ASSIGNED TASK - Pull every line from the records that has the word "striped" in it.

THE RECORDS -
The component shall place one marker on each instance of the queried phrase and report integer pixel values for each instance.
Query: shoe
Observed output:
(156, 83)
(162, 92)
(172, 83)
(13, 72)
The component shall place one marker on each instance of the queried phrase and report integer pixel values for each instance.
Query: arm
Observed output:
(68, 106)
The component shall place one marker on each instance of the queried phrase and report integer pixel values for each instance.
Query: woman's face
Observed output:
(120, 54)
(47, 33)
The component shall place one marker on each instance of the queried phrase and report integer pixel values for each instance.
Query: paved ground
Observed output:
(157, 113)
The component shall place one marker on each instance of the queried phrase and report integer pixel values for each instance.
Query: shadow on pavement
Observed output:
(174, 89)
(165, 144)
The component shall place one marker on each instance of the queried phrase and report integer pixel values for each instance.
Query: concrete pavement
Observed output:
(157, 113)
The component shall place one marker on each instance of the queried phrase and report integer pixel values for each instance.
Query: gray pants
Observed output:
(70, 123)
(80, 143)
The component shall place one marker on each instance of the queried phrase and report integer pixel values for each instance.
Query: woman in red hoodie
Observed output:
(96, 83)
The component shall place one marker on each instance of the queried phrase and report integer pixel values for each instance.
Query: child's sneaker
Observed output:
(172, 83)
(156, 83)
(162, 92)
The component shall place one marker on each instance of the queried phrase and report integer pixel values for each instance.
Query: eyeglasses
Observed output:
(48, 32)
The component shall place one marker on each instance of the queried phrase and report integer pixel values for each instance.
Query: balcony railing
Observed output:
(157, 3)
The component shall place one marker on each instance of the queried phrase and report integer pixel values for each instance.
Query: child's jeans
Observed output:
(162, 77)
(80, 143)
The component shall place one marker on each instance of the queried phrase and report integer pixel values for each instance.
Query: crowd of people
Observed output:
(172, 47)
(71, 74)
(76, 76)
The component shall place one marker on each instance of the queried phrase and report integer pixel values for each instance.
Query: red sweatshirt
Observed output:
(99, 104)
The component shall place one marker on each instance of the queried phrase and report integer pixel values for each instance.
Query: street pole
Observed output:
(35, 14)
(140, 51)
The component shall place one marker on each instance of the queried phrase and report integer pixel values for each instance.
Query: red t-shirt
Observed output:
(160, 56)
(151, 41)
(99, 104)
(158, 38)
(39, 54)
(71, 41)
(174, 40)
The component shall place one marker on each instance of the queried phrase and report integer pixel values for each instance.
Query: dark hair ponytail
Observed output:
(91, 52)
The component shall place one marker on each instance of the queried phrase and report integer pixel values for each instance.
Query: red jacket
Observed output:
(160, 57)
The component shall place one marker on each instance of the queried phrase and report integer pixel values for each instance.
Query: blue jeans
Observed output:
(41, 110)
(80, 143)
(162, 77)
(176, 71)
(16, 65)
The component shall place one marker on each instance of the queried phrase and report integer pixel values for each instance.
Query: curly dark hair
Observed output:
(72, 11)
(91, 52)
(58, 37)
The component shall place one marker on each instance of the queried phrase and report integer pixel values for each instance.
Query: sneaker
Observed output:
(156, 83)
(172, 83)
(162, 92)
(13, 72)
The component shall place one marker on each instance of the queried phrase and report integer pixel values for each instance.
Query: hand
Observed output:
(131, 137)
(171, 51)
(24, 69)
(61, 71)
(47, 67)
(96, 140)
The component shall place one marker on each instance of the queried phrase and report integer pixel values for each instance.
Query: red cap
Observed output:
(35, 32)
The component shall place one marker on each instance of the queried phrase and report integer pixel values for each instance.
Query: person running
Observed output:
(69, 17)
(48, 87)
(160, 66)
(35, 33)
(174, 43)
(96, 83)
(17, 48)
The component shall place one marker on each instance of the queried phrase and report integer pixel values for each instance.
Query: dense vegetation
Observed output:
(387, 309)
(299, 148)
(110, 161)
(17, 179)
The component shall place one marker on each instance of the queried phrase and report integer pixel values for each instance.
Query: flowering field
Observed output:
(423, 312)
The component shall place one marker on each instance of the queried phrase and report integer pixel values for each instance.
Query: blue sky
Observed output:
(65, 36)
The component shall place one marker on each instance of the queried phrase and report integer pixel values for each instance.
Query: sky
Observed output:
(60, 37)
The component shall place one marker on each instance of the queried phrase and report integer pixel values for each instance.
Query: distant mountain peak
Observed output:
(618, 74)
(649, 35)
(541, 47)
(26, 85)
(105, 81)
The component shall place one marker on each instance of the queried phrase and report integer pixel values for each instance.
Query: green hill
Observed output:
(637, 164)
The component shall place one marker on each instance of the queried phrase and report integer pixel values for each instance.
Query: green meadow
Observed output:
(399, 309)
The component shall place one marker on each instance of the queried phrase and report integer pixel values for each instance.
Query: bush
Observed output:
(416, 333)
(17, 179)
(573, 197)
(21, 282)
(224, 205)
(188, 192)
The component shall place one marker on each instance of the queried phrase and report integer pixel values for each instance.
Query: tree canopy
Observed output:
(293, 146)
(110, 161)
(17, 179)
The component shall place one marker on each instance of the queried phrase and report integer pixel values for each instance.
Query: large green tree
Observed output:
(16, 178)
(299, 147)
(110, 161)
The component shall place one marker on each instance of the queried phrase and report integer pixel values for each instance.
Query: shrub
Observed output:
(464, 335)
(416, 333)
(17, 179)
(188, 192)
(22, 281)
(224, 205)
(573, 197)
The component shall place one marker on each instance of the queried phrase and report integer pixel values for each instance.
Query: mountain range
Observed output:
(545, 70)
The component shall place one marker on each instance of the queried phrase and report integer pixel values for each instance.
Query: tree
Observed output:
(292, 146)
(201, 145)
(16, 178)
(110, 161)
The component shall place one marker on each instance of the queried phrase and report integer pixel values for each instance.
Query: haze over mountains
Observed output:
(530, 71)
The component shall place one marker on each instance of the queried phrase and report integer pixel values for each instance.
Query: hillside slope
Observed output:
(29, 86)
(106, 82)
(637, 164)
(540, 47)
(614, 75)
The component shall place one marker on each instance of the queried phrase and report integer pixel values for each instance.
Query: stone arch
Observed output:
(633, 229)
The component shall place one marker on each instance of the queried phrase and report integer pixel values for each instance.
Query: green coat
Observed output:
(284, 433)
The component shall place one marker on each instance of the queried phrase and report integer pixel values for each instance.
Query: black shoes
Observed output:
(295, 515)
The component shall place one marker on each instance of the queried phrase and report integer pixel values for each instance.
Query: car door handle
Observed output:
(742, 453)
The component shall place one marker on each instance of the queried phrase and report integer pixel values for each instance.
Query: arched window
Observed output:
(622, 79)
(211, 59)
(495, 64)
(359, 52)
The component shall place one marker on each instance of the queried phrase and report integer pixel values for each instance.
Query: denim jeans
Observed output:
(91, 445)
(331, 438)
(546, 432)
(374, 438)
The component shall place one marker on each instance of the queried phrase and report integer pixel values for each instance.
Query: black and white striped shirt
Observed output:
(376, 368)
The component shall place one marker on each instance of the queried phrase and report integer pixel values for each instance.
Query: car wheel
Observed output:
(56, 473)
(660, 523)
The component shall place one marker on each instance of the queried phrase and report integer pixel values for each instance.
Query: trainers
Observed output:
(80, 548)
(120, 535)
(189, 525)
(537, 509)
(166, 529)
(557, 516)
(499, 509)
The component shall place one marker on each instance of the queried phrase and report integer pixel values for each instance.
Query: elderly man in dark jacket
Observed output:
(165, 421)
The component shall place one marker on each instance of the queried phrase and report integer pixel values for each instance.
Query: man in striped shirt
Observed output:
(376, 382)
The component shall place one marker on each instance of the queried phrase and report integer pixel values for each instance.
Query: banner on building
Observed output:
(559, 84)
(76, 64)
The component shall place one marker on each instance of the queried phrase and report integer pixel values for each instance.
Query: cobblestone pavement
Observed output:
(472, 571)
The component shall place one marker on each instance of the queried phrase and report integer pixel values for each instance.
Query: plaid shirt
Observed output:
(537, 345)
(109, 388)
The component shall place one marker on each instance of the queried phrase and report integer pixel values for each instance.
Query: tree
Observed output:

TASK SOLUTION -
Query: black and white striped shirt
Query: man in striped shirt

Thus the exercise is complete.